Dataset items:
=== Begin Enclosure ===

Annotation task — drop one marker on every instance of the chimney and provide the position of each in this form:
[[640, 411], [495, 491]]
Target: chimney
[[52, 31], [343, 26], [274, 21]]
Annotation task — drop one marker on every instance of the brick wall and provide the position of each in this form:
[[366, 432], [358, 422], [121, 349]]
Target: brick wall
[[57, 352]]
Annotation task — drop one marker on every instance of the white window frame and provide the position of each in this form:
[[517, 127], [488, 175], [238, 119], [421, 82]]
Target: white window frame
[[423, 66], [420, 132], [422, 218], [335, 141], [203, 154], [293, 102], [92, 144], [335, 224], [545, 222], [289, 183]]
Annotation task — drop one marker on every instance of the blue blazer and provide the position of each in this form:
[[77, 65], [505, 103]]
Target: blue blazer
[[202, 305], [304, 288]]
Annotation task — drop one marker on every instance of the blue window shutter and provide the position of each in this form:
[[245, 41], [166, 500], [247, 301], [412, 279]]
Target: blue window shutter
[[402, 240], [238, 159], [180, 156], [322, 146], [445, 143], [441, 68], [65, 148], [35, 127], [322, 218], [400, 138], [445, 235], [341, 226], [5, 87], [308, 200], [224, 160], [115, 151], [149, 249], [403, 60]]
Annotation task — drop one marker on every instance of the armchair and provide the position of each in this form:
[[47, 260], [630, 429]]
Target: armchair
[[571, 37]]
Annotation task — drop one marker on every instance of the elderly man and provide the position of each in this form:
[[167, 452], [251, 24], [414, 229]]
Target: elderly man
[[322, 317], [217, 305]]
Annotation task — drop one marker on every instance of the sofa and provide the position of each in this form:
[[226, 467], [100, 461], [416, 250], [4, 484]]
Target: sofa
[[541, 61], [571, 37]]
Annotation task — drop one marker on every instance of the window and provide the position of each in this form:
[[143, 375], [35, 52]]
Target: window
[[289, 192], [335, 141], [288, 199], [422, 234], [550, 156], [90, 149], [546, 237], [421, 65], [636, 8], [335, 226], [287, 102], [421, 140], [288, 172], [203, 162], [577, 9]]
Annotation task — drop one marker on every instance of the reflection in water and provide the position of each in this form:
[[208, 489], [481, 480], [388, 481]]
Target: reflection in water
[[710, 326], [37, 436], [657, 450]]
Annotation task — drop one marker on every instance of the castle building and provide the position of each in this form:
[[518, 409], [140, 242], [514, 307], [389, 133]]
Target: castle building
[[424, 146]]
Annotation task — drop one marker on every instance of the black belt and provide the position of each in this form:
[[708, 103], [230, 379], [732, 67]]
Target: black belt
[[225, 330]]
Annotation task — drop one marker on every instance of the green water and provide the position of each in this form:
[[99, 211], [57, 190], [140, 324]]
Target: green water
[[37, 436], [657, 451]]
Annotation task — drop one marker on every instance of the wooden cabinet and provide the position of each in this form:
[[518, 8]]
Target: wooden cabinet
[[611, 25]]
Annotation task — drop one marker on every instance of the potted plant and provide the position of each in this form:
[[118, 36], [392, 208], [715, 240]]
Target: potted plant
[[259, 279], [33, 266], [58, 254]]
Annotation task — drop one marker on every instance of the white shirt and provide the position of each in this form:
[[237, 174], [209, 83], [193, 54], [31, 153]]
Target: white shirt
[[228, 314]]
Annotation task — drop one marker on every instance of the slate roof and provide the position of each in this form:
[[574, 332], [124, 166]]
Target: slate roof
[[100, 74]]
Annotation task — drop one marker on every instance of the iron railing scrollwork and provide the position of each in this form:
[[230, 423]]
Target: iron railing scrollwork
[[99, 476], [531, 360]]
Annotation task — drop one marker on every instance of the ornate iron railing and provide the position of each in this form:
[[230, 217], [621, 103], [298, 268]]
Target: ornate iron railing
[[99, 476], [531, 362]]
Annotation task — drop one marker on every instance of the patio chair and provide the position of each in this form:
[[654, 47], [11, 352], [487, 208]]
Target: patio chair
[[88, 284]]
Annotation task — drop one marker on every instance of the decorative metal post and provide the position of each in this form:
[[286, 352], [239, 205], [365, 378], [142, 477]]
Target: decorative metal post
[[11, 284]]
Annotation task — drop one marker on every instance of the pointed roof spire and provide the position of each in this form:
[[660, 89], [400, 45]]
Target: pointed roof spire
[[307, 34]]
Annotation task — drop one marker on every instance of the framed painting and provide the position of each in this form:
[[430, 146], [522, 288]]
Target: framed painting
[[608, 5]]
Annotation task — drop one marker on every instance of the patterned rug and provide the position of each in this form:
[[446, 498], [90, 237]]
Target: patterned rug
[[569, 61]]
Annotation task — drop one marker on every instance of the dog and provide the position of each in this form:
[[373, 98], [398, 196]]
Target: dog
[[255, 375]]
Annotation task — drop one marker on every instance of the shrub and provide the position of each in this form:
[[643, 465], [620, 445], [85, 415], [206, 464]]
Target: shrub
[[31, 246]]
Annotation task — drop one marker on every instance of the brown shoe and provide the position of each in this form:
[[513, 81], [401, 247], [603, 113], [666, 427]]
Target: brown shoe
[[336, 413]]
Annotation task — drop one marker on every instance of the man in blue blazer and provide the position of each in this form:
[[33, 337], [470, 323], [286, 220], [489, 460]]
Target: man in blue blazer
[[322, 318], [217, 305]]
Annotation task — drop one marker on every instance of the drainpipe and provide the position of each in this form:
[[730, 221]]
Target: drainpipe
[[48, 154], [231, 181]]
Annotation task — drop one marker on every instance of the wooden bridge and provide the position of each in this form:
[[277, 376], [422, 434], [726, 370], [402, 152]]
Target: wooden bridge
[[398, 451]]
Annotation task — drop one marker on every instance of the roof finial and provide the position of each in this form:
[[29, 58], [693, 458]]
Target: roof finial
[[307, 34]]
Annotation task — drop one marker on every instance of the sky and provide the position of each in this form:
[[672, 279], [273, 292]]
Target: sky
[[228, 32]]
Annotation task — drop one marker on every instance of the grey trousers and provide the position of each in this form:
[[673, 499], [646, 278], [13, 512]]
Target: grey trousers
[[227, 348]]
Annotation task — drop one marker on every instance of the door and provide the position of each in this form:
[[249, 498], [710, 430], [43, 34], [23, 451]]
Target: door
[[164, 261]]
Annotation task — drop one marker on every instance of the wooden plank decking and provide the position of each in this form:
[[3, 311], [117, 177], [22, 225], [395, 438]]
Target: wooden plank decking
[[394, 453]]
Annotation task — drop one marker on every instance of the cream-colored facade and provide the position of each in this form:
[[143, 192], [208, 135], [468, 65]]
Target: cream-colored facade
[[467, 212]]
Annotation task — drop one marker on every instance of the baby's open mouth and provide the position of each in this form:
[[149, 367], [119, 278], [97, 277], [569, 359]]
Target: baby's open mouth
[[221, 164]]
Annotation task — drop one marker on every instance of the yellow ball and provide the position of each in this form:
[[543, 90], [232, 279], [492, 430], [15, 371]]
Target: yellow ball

=== End Enclosure ===

- **Exercise prompt**
From the line that has "of the framed" through the line that has "[[277, 376], [422, 434], [726, 370], [402, 152]]", copy every line exactly as it appears above, and leave out all others.

- **Answer box**
Annotation task — drop one marker on every instance of the framed painting and provide the position of each in this form:
[[430, 146], [522, 288]]
Target: framed painting
[[608, 5]]
Annotation task — drop one marker on every instance of the patterned rug and provide the position of each in this form:
[[446, 498], [90, 237]]
Target: patterned rug
[[569, 61]]
Annotation task — drop one marker on every instance of the dog and provide the position of each in this form:
[[373, 98], [398, 196]]
Target: dog
[[255, 375]]
Annotation task — drop one marker on every instance of the shrub and provide the position of each in this form:
[[643, 465], [620, 445], [85, 415], [206, 464]]
Target: shrub
[[31, 246]]
Annotation task — drop one marker on every instance of the brown shoe and provide the position of each in this form:
[[513, 81], [401, 247], [603, 113], [666, 427]]
Target: brown shoe
[[336, 413]]
Annotation task — drop one marker on every instance of the man in blue blazer and provide the position of each in this form:
[[33, 337], [470, 323], [286, 220], [489, 460]]
Target: man in blue blazer
[[322, 318], [217, 305]]
Annotation task — drop one marker on every instance of the drainpipe and provide the position of each in this form:
[[730, 221]]
Target: drainpipe
[[48, 154], [231, 181]]
Annotation task — drop one marker on every instance of the wooden bridge and provide the position of each in this form:
[[277, 376], [422, 434], [726, 370], [402, 152]]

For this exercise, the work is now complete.